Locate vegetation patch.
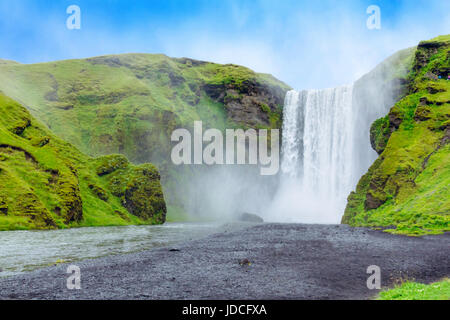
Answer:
[377,279,450,300]
[342,36,450,235]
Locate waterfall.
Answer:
[269,86,359,223]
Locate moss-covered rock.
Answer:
[342,36,450,235]
[0,94,165,230]
[0,54,290,210]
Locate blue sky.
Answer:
[0,0,450,89]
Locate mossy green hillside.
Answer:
[377,279,450,300]
[0,54,290,209]
[342,36,450,235]
[0,94,166,230]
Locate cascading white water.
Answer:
[269,86,358,223]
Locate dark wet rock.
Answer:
[0,224,450,299]
[239,259,251,266]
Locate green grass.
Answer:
[343,36,450,236]
[377,279,450,300]
[0,54,290,212]
[0,94,166,231]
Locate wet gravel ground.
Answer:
[0,224,450,299]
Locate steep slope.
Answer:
[342,36,450,235]
[0,93,166,231]
[0,54,290,208]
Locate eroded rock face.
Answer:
[342,36,450,234]
[203,80,286,128]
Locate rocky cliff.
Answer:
[342,36,450,235]
[0,54,290,210]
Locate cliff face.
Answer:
[0,93,166,231]
[0,54,290,208]
[342,36,450,234]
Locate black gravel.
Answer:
[0,224,450,299]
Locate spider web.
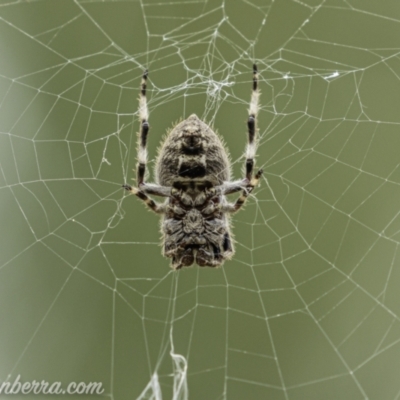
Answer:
[0,0,400,399]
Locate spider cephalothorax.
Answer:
[124,65,262,269]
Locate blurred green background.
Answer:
[0,0,400,400]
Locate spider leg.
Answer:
[122,185,168,214]
[136,69,150,186]
[221,169,263,213]
[216,64,263,213]
[246,64,259,181]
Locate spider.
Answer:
[123,64,263,270]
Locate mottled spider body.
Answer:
[124,65,262,269]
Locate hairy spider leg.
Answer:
[218,64,263,213]
[122,69,171,214]
[136,69,150,187]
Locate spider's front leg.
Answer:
[122,69,171,214]
[219,64,263,212]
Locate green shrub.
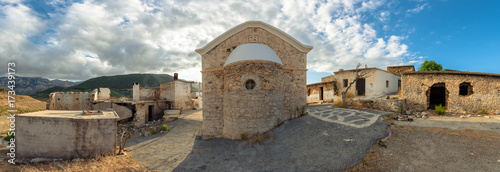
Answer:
[481,109,486,114]
[296,105,307,116]
[161,124,168,131]
[434,104,446,115]
[3,135,14,141]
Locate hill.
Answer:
[30,74,185,101]
[0,76,79,95]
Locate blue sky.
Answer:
[308,0,500,83]
[0,0,500,83]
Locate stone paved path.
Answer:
[308,105,390,128]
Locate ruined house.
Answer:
[196,21,312,139]
[307,65,415,103]
[402,71,500,113]
[47,73,194,126]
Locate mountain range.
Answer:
[24,74,198,101]
[0,76,80,95]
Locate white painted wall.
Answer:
[374,70,401,96]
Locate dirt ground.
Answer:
[348,126,500,171]
[0,149,151,172]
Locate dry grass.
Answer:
[248,133,274,145]
[0,92,47,134]
[346,126,500,172]
[346,150,383,172]
[0,155,151,172]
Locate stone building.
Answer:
[47,73,195,126]
[196,21,312,139]
[307,81,339,103]
[402,71,500,113]
[307,65,415,103]
[387,65,415,75]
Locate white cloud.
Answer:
[378,11,391,22]
[0,0,420,81]
[407,3,430,14]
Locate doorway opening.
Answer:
[356,78,366,96]
[427,83,448,109]
[319,87,323,100]
[148,105,154,121]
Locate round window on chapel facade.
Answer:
[245,79,255,90]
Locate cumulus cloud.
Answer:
[0,0,425,81]
[407,3,430,14]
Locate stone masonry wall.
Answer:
[402,72,500,113]
[173,80,194,110]
[201,27,307,137]
[48,92,90,110]
[307,82,338,103]
[387,65,415,75]
[223,61,285,139]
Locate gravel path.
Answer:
[351,126,500,172]
[127,105,388,171]
[126,110,203,171]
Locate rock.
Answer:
[30,158,50,163]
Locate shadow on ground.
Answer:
[173,107,388,171]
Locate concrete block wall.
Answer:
[16,111,118,159]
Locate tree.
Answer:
[340,63,369,103]
[418,60,443,71]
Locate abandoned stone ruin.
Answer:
[47,73,197,126]
[307,65,415,103]
[196,21,312,139]
[402,71,500,114]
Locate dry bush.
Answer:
[18,155,150,172]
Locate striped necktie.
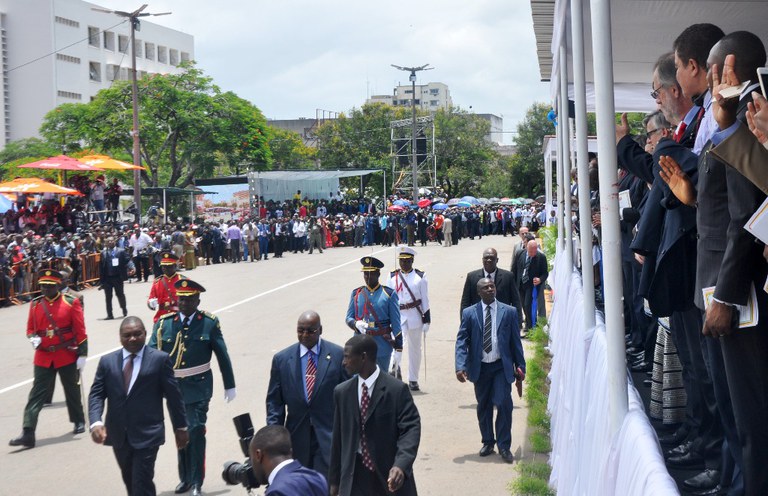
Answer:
[483,305,493,353]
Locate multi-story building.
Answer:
[0,0,194,146]
[366,83,453,111]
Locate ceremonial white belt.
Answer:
[173,362,211,378]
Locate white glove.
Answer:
[224,388,237,403]
[355,320,368,334]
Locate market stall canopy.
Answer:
[531,0,768,112]
[0,177,83,196]
[19,155,101,172]
[78,155,144,172]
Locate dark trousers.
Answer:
[350,453,391,496]
[475,360,512,450]
[178,400,210,486]
[229,239,241,263]
[23,363,85,431]
[101,276,127,317]
[720,322,768,495]
[133,257,149,281]
[112,443,158,496]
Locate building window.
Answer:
[54,16,80,28]
[104,31,115,52]
[56,53,80,64]
[88,26,99,48]
[57,90,83,100]
[88,62,101,83]
[117,34,130,53]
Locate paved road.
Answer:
[0,236,527,496]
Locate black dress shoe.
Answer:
[8,429,35,448]
[659,429,686,444]
[173,482,192,494]
[691,484,728,496]
[683,468,720,491]
[664,441,693,458]
[480,444,493,456]
[501,450,515,463]
[667,451,704,467]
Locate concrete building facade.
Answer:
[0,0,194,146]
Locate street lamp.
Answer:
[390,64,434,203]
[91,3,171,224]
***
Update the records from the start through the line containing "[0,0,450,89]", changing "waterfall" to "cascade" and leaving everything else untouched. Leave the pictures out of your answer.

Locate vegetation patch.
Answer:
[377,279,450,300]
[342,36,450,235]
Locate cascade.
Answer:
[269,86,359,223]
Locate moss-covered rock.
Answer:
[342,36,450,235]
[0,94,165,230]
[0,54,290,210]
Locate blue sky.
Answer:
[0,0,450,89]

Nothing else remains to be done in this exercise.